# EXCERPT TO READ
Remix.run Logo
sireat 4 days ago

Like Simon I've started to use camera for random ChatGPT research. For one ChatGPT works fantastically at random bird identification (along with pretty much all other features and likely location) - https://xkcd.com/1425/

There is one big failure mode though - ChatGPT hallucinates middle of simple textual OCR tasks!

I will feed ChatGPT a simple computer hardware invoice with 10 items - out comes perfect first few items, then likely but fake middle items (like MSI 4060 16GB instead of Asus 5060 Ti 16GB) and last few items are again correct.

If you start prompting with hints, the model will keep making up other models and manufacturers, it will apologize and come up with incorrect Gigabyte 5070.

I can forgive mistaking 5060 for 5080 - see https://www.theguardian.com/books/booksblog/2014/may/01/scan... . However how can the model completely misread the manufacturers??

This would be trivially fixed by reverting to Tesseract based models like ChatGPT used to do.

PS Just tried it again and 3rd item instead of correct GSKILL it gave Kingston as manufacturer for RAM.

Basically ChatGPT sort of OCRs like a human would, by scanning first then sort of confabulating middle and then getting the footer correct.

simonw 4 days ago | parent [-]

Yeah, I've been disappointed in GPT-5 for OCR - Gemini 2.5 is much better on that front: https://simonwillison.net/2025/Aug/29/the-perils-of-vibe-cod...

IanCal 4 days ago | parent [-]

Images in general, nothing comes close to Gemini 2.5 for understanding scene composition. They perform segmentation and so you can even ask for things like masks of arbitrary things or bounding boxes.

# WORK INSTRUCTION 1
Answer these from the thread:
(a) What item did ChatGPT list in place of the Asus 5060 Ti 16GB?
(b) On the second try, which manufacturer did it give for the RAM instead of GSKILL?
(c) Which model does simonw call much better than GPT-5 for OCR?
# WORK INSTRUCTION 2
Copy part of the thread word for word, beginning at the words "There is one" and stopping after "misread the manufacturers??".
The lines that come next are separate material and not part of the thread.

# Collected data
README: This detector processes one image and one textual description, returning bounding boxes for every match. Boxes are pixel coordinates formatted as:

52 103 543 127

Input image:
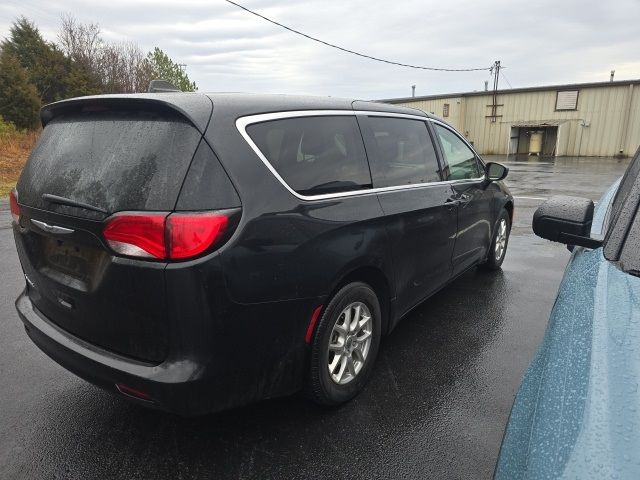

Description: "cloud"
0 0 640 98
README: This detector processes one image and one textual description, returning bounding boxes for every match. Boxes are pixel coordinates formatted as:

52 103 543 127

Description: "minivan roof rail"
148 80 182 93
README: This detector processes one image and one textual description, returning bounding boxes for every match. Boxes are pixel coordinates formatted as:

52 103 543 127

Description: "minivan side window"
367 117 440 187
246 115 371 195
433 123 482 180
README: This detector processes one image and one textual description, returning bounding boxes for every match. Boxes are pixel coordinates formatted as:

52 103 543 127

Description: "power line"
225 0 490 72
502 71 513 88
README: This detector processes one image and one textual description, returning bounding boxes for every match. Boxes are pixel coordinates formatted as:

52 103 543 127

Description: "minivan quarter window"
434 123 482 180
366 116 440 187
247 115 371 195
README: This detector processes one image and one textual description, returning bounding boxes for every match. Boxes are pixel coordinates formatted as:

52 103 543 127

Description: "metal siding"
401 83 640 156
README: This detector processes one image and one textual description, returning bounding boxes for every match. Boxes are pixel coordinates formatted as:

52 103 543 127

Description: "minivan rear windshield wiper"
42 193 109 215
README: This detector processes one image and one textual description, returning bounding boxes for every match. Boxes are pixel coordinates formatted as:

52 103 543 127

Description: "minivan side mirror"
484 162 509 182
532 195 602 248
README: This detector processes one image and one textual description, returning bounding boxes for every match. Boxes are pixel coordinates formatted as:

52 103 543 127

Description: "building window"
556 90 578 111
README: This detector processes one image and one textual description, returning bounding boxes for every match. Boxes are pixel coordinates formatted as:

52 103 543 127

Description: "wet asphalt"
0 157 628 479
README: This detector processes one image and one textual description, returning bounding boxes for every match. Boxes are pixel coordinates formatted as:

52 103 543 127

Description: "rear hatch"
14 97 211 363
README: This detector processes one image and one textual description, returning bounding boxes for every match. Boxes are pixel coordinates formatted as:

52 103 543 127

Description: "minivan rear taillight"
9 188 20 223
103 212 234 260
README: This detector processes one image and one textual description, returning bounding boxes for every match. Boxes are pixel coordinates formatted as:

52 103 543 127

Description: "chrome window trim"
236 110 485 201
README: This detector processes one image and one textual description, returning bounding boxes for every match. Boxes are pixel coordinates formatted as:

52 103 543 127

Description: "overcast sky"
0 0 640 99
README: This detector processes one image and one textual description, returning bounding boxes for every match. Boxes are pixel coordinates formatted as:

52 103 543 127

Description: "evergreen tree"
147 47 198 92
1 17 100 103
0 49 40 129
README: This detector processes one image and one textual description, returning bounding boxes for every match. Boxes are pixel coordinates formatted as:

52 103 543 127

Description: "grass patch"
0 130 40 198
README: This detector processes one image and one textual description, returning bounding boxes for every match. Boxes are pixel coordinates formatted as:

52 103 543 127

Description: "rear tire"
306 282 382 405
481 209 511 270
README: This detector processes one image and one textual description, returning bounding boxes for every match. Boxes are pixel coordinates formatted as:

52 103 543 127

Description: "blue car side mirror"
532 195 602 248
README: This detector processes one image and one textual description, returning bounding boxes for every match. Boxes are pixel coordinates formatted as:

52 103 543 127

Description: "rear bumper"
16 292 206 415
16 291 316 416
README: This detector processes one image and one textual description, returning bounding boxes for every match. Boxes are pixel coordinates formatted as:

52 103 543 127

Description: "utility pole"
487 60 502 123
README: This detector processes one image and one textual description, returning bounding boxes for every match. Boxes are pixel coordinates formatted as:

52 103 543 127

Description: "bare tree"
99 42 150 93
58 14 103 71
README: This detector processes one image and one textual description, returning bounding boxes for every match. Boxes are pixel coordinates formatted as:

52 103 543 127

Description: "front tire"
482 209 511 270
307 282 382 405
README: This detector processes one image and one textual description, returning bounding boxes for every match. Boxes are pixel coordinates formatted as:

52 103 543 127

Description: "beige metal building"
383 80 640 157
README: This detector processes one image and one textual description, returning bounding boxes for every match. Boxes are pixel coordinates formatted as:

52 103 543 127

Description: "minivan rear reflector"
103 212 234 260
116 383 153 402
9 188 20 223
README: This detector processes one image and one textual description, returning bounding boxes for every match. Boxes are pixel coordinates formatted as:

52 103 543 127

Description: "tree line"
0 16 196 129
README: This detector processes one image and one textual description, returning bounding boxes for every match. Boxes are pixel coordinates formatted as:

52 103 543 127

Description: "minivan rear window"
18 111 201 218
247 116 371 195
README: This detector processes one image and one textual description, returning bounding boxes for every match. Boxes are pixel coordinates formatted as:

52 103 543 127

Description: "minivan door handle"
444 197 460 210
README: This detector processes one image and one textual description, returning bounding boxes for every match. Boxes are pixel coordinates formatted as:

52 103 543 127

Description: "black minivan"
10 93 513 415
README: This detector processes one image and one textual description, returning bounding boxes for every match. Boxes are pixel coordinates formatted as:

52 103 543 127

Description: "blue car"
495 150 640 480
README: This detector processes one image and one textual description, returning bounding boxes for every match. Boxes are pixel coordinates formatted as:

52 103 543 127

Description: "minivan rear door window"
18 111 201 219
434 123 481 180
364 117 440 187
246 116 371 195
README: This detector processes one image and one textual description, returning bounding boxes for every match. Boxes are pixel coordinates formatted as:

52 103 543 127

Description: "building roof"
378 79 640 103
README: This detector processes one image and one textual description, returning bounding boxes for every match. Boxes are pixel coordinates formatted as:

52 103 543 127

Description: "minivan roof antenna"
147 80 182 93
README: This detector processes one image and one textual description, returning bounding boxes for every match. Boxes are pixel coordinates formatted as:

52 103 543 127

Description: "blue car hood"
495 184 640 479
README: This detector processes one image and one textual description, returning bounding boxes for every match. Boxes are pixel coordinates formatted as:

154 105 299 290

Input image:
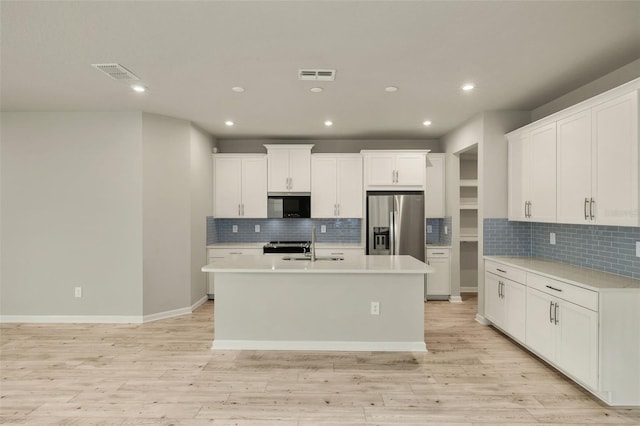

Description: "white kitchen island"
202 255 432 352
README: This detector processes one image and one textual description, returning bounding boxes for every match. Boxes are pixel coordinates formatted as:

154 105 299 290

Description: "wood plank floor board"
0 295 640 426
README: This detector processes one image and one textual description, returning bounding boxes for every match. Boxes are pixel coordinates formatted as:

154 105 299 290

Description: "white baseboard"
475 314 491 325
211 339 427 352
0 315 142 324
191 294 209 312
0 295 207 324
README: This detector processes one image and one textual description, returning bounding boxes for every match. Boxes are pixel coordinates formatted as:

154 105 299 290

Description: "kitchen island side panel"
213 272 425 351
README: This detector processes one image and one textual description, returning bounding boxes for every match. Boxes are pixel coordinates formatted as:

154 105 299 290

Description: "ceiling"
0 0 640 139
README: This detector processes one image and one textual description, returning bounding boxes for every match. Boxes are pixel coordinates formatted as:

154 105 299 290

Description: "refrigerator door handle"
389 211 396 254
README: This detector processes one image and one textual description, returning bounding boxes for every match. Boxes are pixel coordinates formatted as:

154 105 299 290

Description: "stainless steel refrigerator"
367 192 425 262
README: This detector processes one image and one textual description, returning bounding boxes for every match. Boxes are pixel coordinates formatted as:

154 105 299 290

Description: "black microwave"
267 195 311 219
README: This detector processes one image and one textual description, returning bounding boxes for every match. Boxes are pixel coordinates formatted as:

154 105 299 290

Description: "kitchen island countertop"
202 255 433 274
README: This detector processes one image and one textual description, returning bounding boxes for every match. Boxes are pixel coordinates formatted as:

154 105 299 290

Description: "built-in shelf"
457 149 480 291
460 179 478 187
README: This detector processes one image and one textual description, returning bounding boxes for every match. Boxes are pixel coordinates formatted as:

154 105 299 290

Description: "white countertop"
484 256 640 291
202 255 433 274
207 241 364 249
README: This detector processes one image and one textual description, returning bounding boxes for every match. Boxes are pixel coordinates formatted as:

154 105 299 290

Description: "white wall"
142 113 191 315
0 112 142 316
217 139 443 153
190 125 214 305
531 59 640 121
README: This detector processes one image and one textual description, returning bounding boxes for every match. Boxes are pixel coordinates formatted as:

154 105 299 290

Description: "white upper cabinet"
424 154 445 218
311 154 363 218
558 92 640 226
557 110 592 223
265 145 313 192
592 90 640 226
361 150 428 190
507 79 640 226
509 123 556 222
213 154 267 218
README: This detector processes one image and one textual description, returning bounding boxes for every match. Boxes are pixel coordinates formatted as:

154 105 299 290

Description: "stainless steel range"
262 241 311 254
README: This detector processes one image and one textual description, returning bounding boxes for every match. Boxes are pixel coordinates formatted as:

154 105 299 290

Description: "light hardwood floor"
0 296 640 426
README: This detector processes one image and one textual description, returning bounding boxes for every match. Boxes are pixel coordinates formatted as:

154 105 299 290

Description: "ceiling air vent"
298 68 336 81
91 64 140 81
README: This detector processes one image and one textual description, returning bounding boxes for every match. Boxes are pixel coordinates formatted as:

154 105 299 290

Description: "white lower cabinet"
316 247 364 259
425 247 451 300
484 272 526 343
484 257 640 406
207 247 262 299
526 274 598 389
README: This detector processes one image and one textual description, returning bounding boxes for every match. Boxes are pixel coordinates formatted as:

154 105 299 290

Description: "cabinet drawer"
427 248 449 259
207 248 262 258
484 260 527 284
527 273 598 312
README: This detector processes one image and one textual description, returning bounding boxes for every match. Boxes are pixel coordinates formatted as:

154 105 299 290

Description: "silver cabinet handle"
584 198 589 220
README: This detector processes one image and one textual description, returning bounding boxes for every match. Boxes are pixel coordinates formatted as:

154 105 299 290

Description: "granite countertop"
202 255 433 274
484 256 640 291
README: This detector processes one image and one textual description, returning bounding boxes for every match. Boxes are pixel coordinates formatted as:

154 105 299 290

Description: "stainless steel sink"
282 256 344 261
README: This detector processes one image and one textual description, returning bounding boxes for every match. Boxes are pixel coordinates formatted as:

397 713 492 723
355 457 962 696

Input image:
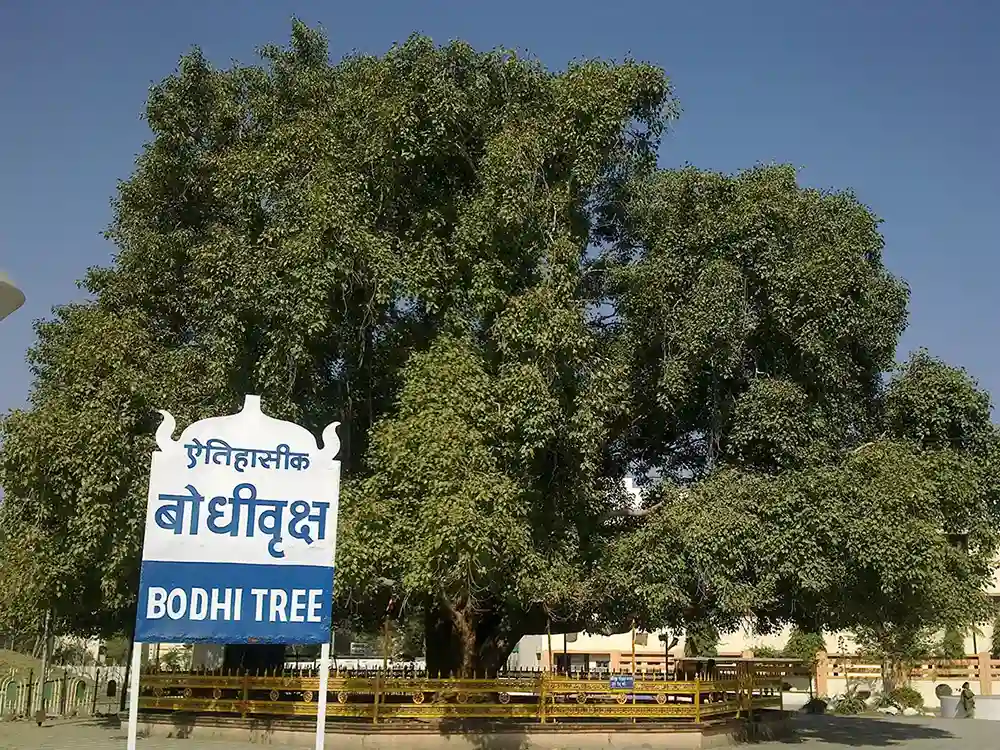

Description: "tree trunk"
424 604 528 677
424 607 462 677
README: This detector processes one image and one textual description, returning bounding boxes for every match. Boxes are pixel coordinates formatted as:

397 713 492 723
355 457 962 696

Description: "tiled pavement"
0 716 1000 750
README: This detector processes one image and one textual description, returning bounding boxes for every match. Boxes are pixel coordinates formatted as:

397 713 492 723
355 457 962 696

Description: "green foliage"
103 636 129 664
831 684 868 716
782 627 826 664
890 685 924 710
0 23 1000 671
684 621 719 656
934 628 966 659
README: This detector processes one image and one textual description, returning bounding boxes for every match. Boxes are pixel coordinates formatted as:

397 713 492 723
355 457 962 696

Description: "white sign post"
128 396 340 750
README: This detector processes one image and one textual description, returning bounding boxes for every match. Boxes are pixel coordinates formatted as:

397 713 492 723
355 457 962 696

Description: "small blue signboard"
611 674 635 690
135 396 340 644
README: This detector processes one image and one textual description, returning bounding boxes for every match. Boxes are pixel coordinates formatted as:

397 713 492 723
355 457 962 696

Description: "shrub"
832 685 868 716
872 685 924 711
784 628 826 664
890 685 924 710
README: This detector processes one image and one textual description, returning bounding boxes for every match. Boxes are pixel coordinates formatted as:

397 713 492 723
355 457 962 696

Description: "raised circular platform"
129 711 791 750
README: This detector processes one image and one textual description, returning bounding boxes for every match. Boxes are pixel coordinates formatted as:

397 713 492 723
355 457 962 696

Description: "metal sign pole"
316 640 330 750
126 642 142 750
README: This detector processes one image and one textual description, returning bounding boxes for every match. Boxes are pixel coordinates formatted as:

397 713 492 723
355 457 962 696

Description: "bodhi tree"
0 23 997 673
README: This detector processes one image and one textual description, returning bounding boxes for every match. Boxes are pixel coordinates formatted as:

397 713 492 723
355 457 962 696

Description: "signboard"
610 674 635 690
135 396 340 644
128 396 340 750
351 641 372 656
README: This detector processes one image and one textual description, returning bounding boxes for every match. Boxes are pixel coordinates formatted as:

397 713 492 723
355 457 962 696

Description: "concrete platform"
122 711 791 750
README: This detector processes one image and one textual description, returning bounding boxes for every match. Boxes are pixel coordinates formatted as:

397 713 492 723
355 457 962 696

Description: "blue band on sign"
611 675 635 690
135 560 333 644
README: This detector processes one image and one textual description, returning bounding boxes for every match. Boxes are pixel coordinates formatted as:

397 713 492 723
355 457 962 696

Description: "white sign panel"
135 396 340 644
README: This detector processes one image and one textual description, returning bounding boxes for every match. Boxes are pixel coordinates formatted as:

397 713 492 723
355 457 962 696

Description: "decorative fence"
0 667 125 717
139 662 801 724
815 653 1000 705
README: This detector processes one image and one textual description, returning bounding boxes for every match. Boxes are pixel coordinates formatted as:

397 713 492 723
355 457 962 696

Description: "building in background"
0 271 24 320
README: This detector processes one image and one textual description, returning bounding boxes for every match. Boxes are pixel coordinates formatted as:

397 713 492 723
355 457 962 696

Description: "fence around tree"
0 666 125 717
139 661 802 724
814 653 1000 706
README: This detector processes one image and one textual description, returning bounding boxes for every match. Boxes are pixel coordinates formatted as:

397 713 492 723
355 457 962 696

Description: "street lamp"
0 271 24 320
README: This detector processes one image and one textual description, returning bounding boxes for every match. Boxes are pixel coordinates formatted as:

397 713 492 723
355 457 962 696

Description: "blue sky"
0 0 1000 418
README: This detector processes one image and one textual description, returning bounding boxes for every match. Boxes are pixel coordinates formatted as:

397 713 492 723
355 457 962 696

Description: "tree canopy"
0 23 1000 671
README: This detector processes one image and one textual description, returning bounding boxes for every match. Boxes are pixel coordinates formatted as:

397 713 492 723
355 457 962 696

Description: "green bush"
832 685 868 716
872 685 924 711
890 685 924 710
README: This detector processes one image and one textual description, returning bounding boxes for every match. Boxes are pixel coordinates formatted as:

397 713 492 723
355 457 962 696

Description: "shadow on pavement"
781 716 956 747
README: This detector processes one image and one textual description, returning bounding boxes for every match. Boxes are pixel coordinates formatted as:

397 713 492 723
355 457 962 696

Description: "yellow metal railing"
139 669 782 723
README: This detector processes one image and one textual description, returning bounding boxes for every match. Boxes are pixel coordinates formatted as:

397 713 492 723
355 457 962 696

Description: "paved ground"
0 716 997 750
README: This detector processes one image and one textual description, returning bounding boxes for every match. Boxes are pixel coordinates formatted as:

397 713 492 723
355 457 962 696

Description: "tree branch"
601 500 666 523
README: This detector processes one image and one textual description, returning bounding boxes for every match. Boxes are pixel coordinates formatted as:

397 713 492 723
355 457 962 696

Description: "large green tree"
0 23 997 671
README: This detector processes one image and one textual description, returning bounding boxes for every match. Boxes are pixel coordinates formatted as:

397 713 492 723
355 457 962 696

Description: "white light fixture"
0 271 24 320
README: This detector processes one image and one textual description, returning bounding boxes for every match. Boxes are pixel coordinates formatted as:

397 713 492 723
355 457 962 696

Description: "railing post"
816 651 830 697
977 651 993 695
538 672 548 724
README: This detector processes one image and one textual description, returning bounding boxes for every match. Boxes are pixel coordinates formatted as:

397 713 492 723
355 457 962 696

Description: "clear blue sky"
0 0 1000 418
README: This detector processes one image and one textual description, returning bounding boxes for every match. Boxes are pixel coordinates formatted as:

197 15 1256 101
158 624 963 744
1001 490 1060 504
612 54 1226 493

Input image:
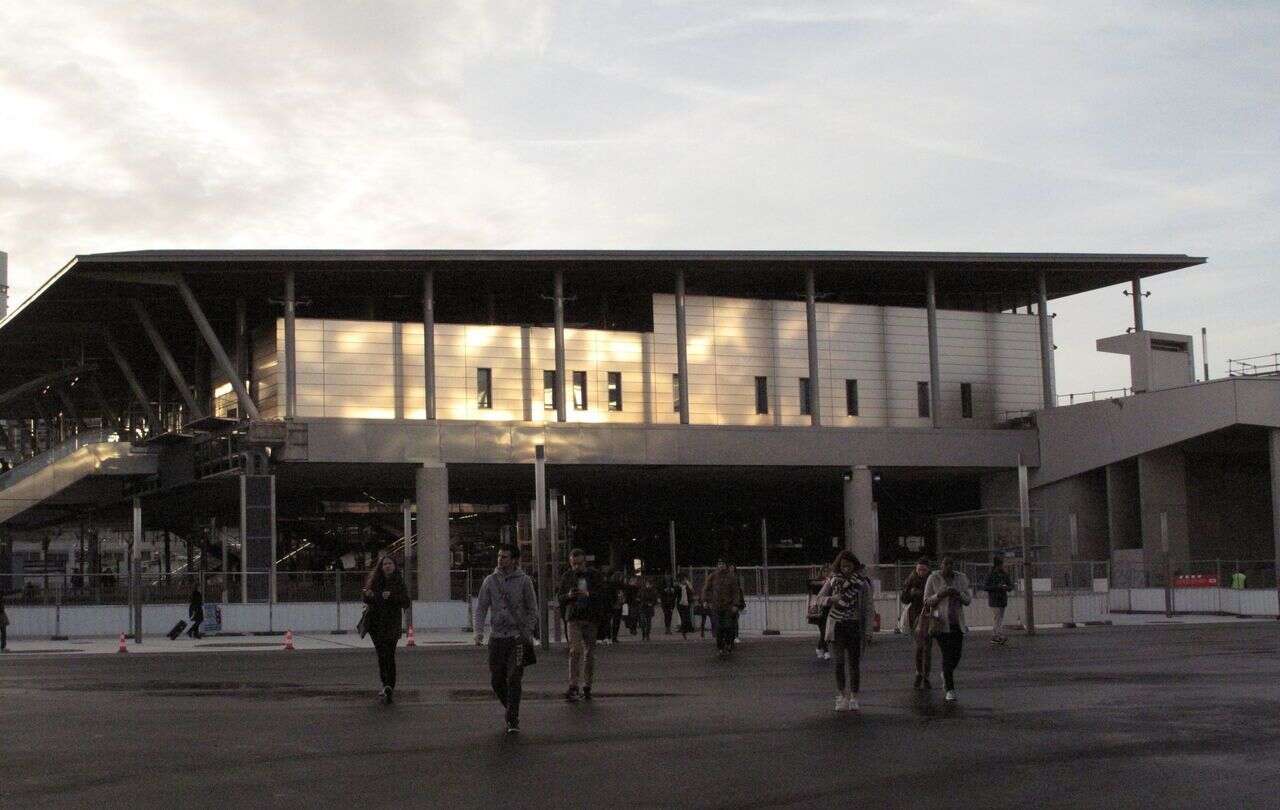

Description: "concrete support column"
553 270 568 422
845 466 879 566
1036 270 1057 408
1129 275 1143 331
676 270 689 425
284 270 298 418
924 267 942 427
415 463 452 601
422 270 435 420
804 267 822 426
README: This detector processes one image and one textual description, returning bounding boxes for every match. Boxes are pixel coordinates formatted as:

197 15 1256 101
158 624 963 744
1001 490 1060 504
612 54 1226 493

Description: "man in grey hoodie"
475 545 538 735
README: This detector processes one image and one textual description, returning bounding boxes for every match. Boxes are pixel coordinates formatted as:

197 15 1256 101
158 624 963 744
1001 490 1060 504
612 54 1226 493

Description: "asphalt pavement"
0 622 1280 809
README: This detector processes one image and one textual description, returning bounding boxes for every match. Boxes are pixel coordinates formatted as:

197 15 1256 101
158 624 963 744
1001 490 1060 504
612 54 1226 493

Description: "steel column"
1036 270 1057 408
174 275 260 418
553 270 568 422
129 299 205 420
676 270 689 425
924 267 942 427
804 267 822 426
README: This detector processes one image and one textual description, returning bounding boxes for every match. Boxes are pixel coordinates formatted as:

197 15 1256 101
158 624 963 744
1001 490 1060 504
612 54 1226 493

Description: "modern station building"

# REPLY 1
(a) MSI 4060 16GB
(b) Kingston
(c) Gemini 2.5

# REPLY 2
There is one big failure mode though - ChatGPT hallucinates middle of simple textual OCR tasks!

I will feed ChatGPT a simple computer hardware invoice with 10 items - out comes perfect first few items, then likely but fake middle items (like MSI 4060 16GB instead of Asus 5060 Ti 16GB) and last few items are again correct.

If you start prompting with hints, the model will keep making up other models and manufacturers, it will apologize and come up with incorrect Gigabyte 5070.

I can forgive mistaking 5060 for 5080 - see https://www.theguardian.com/books/booksblog/2014/may/01/scan... . However how can the model completely misread the manufacturers??